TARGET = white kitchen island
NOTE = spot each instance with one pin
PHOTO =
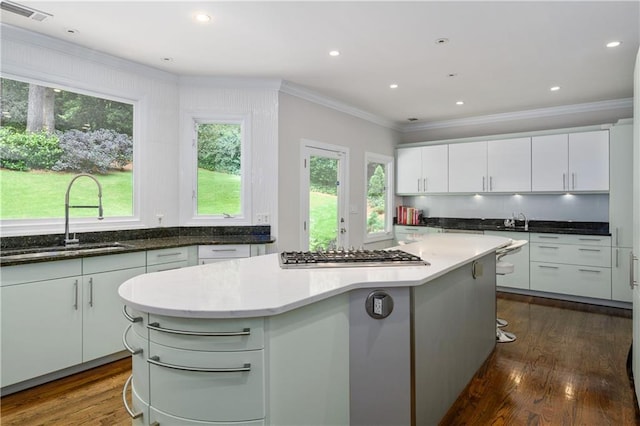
(246, 342)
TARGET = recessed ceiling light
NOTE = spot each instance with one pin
(202, 17)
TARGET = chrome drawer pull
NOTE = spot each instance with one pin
(129, 317)
(126, 345)
(169, 254)
(124, 400)
(156, 361)
(156, 326)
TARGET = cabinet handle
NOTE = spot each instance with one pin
(156, 326)
(155, 360)
(129, 317)
(632, 281)
(177, 253)
(75, 290)
(126, 345)
(91, 292)
(124, 400)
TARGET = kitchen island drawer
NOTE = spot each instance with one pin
(207, 334)
(587, 281)
(207, 386)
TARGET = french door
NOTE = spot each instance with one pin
(324, 194)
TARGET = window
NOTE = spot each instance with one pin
(47, 136)
(379, 181)
(221, 191)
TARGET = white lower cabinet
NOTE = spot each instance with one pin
(571, 264)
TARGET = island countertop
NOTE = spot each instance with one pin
(257, 286)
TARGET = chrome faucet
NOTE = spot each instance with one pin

Exercise instructions
Reproduce all of the lines above word for word, leaving the pictures out.

Task response
TARGET = white kitchen island
NOTE = spot each instance with one pin
PHOTO =
(246, 342)
TARGET = recessed ceiling light
NOTE = spot each instance with one pin
(202, 17)
TARGET = chrome drawer pull
NOTE = spot each instance with one pin
(129, 317)
(126, 345)
(169, 254)
(124, 400)
(156, 361)
(156, 326)
TARGET = cabinet handle
NOTE = spot each instance with one pin
(156, 326)
(155, 360)
(129, 317)
(632, 281)
(177, 253)
(75, 290)
(126, 345)
(91, 292)
(124, 400)
TARGET = kitchen island drawer
NOTE = spot each instance with one pin
(207, 334)
(587, 281)
(207, 386)
TARGET = french door
NOTE = spot each instance with one pin
(324, 194)
TARGET = window
NOTE = spot each instance with one pin
(47, 136)
(379, 181)
(221, 191)
TARGET = white lower cabinet
NOTE = spot each instance with one pin
(571, 264)
TARGET = island countertop
NOTE = spot each instance with one pin
(257, 286)
TARGET = chrome faucet
NOTE = spot each instance with one pin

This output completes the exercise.